I grew up in the advent of the world wide web. As a teenager I spent more time online than any of my friends. The real world just wasn't as accessible and you had to deal with grown ups who had the odd obsession with controlling everything around them. The internet was a weird and magical place full of pirates and demons. I would get online after everyone had gone to be and spend hours browsing the web, trying to find a games I wanted to play or communities that seemed interesting.
So much of my interested stemmed from things I was able to find online. When I stumbled upon a pirated version of Adobe Photoshop I started making all kinds of things—all of them lost to time. I remember doing one of my art projects for school using transparent paper which I had printed on using text layouts I designed in Photoshop. There was a CD I burnt of home recordings where the album cover and CD sticker were made in a "cracked" version of Photoshop.
I felt like I could find anything online. And then somewhere between then and now, things have shifted. ISPs have cracked down on copyright laws which has killed off or buried a vast majority of the content I was consuming in high school. Geocities, which was a source of a lot of links to other things, has shut down. While there is a replacement (https://neocities.org/), I feel like people are hesitant to even consider putting things online using someone else's service/servers.
Anyway, this whole gemini protocol thing feels similar to the old internet in a way that is maybe more healthy.

——————————

What to do. From the piece about growing up online, list every specific thing the writer says they made with Photoshop.

Stored items from a collection
——————————

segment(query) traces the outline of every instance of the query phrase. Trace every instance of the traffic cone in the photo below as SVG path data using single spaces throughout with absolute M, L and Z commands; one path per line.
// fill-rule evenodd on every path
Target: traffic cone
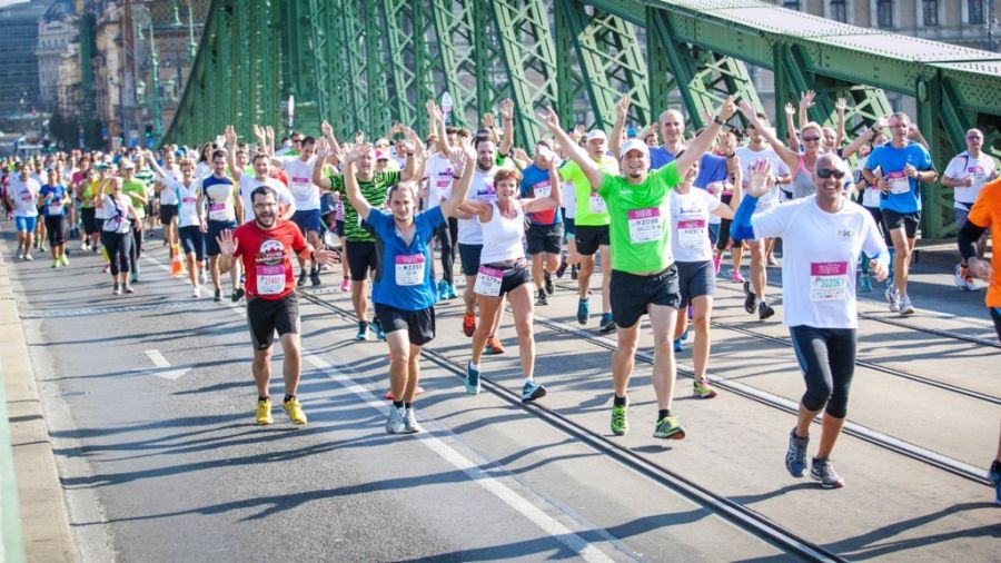
M 171 248 L 174 249 L 174 259 L 170 260 L 170 275 L 181 276 L 185 274 L 185 265 L 180 261 L 180 248 L 177 245 Z

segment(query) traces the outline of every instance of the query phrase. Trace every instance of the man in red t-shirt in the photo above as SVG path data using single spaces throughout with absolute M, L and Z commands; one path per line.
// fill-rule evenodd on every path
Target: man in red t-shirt
M 257 424 L 271 424 L 271 340 L 275 330 L 285 353 L 285 412 L 296 424 L 306 413 L 296 398 L 299 386 L 299 300 L 293 276 L 291 254 L 316 263 L 334 264 L 335 254 L 315 250 L 294 223 L 278 217 L 278 194 L 261 186 L 251 194 L 255 220 L 235 231 L 224 230 L 219 241 L 219 270 L 229 271 L 240 258 L 247 274 L 247 319 L 254 342 L 254 381 L 257 383 Z

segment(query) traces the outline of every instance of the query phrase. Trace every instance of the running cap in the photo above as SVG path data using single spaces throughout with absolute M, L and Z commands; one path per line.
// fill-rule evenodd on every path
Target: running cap
M 650 147 L 646 146 L 644 140 L 630 139 L 622 144 L 622 149 L 618 151 L 618 159 L 622 160 L 631 150 L 638 150 L 644 155 L 650 156 Z

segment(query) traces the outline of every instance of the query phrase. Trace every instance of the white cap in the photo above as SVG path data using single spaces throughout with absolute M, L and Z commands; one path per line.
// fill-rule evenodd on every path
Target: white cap
M 618 151 L 618 159 L 622 160 L 622 158 L 628 155 L 631 150 L 638 150 L 644 155 L 650 156 L 650 147 L 646 146 L 646 141 L 641 139 L 630 139 L 622 144 L 622 148 Z

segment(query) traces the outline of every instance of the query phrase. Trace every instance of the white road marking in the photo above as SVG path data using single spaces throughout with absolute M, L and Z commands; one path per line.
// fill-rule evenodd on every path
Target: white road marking
M 147 357 L 149 357 L 149 360 L 153 363 L 153 366 L 157 367 L 158 371 L 153 372 L 153 375 L 156 375 L 157 377 L 162 377 L 165 379 L 170 379 L 171 382 L 176 382 L 177 379 L 180 378 L 180 376 L 182 376 L 186 373 L 191 371 L 190 367 L 179 367 L 177 369 L 168 369 L 169 367 L 171 367 L 170 362 L 167 362 L 167 358 L 165 358 L 163 355 L 160 354 L 160 350 L 148 349 L 148 350 L 143 350 L 143 352 L 146 352 L 146 355 L 147 355 Z

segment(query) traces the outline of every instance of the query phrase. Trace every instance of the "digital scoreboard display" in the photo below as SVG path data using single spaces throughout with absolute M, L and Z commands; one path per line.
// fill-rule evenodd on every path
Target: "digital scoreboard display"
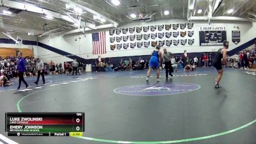
M 6 113 L 10 136 L 81 136 L 84 113 Z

——————————

Task solution.
- Text layouts, printed on transparent paper for a school art project
- The album cover for a burnt CD of home recordings
- The sticker for that CD